- [Consigne]:
Reproduisez sous forme de liste numérotée, sans les lignes vides, tout le passage de la liste ci-dessous qui va de la ligne contenant « Where can you see the stair » jusqu'à la ligne contenant « column 225, row 753 », ces deux lignes comprises.

-------- Lignes --------

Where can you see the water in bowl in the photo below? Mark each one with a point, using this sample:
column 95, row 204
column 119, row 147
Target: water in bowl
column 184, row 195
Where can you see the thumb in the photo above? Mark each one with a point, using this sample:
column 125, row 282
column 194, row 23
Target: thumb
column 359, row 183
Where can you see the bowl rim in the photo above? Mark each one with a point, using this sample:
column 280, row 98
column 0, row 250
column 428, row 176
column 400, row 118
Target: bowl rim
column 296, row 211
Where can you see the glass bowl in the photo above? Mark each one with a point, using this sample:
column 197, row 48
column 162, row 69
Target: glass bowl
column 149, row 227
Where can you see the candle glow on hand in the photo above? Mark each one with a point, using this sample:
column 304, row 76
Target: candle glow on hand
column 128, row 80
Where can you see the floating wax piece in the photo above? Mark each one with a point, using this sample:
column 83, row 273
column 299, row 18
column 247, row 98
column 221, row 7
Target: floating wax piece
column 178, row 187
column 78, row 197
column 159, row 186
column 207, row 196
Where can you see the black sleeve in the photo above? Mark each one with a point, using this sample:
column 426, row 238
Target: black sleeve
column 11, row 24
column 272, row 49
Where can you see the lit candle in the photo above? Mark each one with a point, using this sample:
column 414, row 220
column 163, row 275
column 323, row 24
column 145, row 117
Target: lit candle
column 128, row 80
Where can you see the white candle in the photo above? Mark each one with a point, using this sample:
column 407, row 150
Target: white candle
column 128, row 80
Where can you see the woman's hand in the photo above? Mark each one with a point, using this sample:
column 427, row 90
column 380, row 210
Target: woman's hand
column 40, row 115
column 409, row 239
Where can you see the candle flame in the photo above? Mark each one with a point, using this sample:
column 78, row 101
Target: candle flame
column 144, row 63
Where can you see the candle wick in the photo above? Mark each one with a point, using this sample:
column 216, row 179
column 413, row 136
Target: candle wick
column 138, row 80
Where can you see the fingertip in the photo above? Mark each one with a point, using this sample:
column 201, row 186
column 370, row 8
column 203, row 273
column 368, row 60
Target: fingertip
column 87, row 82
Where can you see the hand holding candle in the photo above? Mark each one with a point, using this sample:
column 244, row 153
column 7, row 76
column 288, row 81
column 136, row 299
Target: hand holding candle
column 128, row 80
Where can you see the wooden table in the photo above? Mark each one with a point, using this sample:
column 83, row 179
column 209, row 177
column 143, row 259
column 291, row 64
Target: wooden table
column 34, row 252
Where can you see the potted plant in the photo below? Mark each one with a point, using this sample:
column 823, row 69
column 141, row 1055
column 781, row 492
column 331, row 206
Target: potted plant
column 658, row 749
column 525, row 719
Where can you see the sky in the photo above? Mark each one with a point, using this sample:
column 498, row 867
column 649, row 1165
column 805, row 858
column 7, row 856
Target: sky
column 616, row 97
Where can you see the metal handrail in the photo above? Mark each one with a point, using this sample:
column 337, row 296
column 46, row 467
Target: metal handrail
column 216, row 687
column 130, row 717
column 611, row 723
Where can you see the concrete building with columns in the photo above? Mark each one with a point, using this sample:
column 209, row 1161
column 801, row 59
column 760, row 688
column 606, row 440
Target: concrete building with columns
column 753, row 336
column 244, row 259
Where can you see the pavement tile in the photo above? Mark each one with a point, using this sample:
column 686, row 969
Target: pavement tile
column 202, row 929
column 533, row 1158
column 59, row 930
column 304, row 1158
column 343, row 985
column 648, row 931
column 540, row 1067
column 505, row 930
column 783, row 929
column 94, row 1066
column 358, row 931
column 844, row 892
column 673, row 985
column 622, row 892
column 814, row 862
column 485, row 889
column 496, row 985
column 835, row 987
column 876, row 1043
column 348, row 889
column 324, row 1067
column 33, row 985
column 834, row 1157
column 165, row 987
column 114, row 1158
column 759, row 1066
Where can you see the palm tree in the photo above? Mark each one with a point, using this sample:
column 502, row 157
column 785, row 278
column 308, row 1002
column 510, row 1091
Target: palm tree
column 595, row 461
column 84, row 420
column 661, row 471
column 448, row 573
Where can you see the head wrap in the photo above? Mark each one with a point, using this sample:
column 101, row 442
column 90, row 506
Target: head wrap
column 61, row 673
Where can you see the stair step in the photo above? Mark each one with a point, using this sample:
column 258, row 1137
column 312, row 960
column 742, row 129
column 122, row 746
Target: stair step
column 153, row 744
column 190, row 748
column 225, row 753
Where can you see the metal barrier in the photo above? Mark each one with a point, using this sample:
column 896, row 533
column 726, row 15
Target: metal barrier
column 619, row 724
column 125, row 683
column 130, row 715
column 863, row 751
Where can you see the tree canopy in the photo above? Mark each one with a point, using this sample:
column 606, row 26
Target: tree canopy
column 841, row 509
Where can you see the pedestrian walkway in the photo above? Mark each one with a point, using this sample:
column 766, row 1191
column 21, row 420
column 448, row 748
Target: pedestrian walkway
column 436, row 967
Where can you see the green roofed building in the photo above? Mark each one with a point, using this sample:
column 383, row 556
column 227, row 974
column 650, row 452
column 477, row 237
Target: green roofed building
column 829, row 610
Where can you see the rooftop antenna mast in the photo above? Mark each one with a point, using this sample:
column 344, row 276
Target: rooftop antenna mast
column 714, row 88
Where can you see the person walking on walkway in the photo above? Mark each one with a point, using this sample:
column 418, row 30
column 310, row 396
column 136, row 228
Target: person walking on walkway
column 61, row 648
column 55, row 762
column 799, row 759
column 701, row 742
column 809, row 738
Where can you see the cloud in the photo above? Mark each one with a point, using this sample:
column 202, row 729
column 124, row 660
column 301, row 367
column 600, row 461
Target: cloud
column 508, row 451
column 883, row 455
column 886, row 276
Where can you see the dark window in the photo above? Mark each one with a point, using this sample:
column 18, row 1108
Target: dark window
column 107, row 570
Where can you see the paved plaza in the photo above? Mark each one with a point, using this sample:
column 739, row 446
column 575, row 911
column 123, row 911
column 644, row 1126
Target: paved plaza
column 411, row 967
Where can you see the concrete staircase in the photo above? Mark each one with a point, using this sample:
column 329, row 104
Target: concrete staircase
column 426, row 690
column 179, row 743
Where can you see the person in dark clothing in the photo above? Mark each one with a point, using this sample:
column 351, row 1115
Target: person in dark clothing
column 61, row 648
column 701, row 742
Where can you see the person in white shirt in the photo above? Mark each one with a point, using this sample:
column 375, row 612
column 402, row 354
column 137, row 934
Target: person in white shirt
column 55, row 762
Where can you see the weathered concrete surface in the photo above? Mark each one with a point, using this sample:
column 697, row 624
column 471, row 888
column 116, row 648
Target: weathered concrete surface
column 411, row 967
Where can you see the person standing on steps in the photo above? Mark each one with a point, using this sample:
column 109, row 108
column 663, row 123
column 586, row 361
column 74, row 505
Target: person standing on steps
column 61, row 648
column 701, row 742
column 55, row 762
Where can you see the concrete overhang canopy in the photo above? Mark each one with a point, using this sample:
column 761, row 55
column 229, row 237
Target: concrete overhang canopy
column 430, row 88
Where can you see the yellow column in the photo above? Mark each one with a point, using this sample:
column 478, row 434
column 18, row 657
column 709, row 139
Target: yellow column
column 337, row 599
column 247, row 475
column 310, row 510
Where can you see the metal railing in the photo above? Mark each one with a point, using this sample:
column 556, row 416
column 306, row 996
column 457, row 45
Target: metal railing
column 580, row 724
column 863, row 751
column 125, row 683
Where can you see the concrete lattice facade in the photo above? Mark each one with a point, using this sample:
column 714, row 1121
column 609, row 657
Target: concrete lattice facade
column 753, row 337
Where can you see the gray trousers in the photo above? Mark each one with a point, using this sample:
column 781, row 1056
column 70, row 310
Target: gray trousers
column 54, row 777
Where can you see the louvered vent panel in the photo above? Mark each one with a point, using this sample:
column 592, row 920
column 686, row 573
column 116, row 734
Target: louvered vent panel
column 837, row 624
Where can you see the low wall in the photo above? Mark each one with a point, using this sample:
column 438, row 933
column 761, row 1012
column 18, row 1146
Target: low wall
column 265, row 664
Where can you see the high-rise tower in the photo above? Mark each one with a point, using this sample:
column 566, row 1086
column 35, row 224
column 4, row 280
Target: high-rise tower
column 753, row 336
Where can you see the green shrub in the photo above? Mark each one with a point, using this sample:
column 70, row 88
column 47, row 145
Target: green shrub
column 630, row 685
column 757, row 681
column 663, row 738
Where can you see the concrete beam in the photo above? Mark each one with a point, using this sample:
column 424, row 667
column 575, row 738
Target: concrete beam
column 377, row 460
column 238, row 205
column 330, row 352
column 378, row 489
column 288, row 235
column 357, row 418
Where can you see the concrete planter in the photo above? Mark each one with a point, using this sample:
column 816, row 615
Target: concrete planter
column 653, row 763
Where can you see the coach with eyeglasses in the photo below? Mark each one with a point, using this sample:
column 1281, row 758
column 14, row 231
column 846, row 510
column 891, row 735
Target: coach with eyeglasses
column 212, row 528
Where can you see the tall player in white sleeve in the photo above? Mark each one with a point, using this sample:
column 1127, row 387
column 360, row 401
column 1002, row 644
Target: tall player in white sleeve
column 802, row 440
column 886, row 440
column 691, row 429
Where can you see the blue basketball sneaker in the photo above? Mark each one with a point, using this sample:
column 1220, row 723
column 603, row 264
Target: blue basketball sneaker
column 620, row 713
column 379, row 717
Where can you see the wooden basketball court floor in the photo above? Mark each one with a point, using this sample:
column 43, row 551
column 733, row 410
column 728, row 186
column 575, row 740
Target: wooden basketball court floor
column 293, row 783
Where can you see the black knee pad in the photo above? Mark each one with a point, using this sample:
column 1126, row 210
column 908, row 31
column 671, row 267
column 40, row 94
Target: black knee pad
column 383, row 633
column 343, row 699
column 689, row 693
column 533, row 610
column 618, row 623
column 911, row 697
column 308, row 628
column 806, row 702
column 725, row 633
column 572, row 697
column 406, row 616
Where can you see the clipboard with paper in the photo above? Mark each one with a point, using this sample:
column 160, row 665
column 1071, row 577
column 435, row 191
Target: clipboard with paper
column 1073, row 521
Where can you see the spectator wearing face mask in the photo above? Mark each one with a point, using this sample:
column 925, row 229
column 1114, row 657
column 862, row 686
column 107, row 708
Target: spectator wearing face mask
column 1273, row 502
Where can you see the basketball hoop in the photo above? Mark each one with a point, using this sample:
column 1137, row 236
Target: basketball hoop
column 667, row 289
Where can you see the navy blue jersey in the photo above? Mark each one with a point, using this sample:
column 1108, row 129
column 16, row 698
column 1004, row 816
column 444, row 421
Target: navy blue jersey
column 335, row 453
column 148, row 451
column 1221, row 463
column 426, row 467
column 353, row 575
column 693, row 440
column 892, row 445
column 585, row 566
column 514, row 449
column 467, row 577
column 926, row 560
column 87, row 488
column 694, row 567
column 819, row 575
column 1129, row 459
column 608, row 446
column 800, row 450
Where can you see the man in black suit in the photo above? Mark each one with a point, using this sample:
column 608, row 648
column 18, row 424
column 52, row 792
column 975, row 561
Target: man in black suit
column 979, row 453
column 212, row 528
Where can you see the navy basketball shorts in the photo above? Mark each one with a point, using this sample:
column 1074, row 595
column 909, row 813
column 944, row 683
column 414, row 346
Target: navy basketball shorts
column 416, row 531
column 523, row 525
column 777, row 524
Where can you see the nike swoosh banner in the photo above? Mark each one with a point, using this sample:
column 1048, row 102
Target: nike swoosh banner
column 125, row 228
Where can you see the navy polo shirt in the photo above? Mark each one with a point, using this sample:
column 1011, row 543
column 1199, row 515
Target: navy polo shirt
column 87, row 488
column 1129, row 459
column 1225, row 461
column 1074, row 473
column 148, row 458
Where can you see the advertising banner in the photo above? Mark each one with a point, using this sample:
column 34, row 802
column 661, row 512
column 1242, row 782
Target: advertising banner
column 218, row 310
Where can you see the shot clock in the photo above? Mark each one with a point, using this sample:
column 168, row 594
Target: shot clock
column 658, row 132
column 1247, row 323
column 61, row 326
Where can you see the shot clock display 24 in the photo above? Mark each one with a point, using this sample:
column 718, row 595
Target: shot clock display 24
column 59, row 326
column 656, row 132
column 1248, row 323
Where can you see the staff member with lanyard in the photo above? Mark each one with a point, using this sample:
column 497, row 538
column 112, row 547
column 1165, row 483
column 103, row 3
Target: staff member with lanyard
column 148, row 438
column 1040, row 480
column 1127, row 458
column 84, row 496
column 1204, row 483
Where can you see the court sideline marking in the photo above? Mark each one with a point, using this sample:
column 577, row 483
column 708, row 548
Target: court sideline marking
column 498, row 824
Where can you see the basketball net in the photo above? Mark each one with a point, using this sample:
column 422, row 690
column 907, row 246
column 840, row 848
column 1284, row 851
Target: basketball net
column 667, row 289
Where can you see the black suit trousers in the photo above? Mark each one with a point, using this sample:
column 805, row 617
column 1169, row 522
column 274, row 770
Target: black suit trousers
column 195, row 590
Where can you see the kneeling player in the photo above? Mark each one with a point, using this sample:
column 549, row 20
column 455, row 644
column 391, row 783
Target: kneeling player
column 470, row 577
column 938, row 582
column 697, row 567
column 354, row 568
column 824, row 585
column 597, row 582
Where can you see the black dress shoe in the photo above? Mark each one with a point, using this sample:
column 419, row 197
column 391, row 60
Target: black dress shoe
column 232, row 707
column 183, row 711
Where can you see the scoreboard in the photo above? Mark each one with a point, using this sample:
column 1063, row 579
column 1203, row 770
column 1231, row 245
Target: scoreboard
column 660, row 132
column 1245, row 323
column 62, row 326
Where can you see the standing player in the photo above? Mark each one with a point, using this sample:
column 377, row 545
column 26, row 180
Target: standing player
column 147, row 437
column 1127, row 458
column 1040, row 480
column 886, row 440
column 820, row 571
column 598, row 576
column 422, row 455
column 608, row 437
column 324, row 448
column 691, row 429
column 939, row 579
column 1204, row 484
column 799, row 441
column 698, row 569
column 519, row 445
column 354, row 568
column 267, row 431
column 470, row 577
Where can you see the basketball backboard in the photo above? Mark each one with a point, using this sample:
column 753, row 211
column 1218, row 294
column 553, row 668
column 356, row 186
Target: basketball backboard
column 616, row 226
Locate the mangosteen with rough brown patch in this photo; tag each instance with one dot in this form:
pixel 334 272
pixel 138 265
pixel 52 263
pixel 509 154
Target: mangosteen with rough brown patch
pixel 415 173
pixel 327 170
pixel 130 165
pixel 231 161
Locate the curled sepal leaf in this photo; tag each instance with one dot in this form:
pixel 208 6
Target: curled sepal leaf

--------

- [Réponse ci-dessous]:
1. Where can you see the stair step in the photo above? Mark each one with a point, using this sample:
2. column 258, row 1137
3. column 312, row 960
4. column 742, row 129
5. column 122, row 746
6. Target: stair step
7. column 153, row 744
8. column 190, row 748
9. column 225, row 753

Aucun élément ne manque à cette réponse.